Fighting began in the city centre and then moved through the cemetery. After several days the fighting shifted to the environs of the Imam Ali Mosque when the Mahdi Army withdrew and took refuge there. 1st Blt 4th Marines encircled the complex after fighting through the Old City and began a siege. The Mahdi Army utilized large hotels that overlook the cemetery as overwatch machine gun positions.

U.S. Marines from Alpha and Bravo Co. 1/4 assaulted several of these hotels. After heavy hand to hand and room to room fighting the hotels were secured. The fighting damaged two of the minarets of the mosque, one of the holiest of all Shiite shrines. (Although neighboring buildings suffered considerable damage, the mosque itself suffered only superficial damage from stray bullets and shrapnel).

On 23 August, at least 15 explosions, many sounding like artillery shells, rocked the area, as shrapnel fell in the courtyard of the gold-domed mosque and gunfire echoed through the alleyways. On 26 August 2004, two F-16s flying out of Balad dropped four 2000 pound JDAMs (Joint Direct Attack Munitions) on two hotels near the shrine which were being used by the insurgents. The successful airstrike dealt a devastating blow to Sadr and led to a hasty settlement with Grand Ayatollah Sistani the following morning which allowed Al-Sadr and the remnants of his militia to leave Najaf. This arrangement was favorable to the Americans because it relieved them of the need to enter the Imam Ali Mosque. Marines from 1st Blt, 4th Marines lined the street watching Sadr's Mahdi Army leave the mosque.

• **WORK INSTRUCTION**
Write the next part of the account of the fighting around the Imam Ali Mosque in Najaf, picking up after its final sentence. The listing that comes next is separate material with no connection to the account of the Najaf fighting.

• **DATASET EXTRACT**

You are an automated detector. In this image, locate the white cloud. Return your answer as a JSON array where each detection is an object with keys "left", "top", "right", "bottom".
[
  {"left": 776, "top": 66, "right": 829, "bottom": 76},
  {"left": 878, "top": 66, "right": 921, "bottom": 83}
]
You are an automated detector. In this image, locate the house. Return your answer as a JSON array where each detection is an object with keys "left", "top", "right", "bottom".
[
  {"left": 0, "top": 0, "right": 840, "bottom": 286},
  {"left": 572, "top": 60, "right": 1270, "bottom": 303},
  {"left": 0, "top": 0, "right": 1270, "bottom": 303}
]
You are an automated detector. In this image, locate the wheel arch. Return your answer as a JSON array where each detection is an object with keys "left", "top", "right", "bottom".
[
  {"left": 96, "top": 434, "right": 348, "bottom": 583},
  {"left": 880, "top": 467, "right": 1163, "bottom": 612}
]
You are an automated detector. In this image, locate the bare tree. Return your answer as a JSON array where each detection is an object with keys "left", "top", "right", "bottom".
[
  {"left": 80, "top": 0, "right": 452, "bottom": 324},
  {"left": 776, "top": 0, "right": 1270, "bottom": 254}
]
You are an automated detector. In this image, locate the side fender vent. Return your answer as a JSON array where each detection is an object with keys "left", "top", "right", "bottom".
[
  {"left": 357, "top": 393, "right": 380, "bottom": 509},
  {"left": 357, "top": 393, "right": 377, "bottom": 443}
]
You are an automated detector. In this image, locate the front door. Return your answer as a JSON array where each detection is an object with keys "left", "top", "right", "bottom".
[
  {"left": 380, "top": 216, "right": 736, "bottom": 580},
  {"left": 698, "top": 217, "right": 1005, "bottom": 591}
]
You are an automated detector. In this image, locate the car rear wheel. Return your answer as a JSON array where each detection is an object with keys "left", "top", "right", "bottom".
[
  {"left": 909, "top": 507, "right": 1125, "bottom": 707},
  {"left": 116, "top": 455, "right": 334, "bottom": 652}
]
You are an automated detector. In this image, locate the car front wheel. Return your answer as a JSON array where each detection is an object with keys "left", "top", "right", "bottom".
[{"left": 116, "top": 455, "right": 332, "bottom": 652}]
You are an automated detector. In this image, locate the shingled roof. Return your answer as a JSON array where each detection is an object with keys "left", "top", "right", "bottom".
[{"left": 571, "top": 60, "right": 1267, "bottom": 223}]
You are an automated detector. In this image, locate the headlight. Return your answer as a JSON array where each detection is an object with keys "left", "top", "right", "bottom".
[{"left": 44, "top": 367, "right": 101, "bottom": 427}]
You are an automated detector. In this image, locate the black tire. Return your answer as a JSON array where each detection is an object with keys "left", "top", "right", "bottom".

• **TASK OUTPUT**
==Aftermath==
The battle ended on 27 August 2004 with a negotiated ceasefire: Mahdi army fighters left the Imam Ali shrine among the Pilgrim crowd and none of them were detained; The Iraqi police took control of the security in the city. Sporadic fighting continued for some months. Some Mahdi Army fighters from Najaf went to Sadr City in Baghdad, where there had also been heavy fighting, to help the Mahdi Army in their guerrilla activities against U.S. and Iraqi forces.

A final agreement between the U.S. and Muqtada al-Sadr was reached by the end of September. Fighting ceased in early October. Fighting spread to Najaf province and lasted for several more months before finally winding down.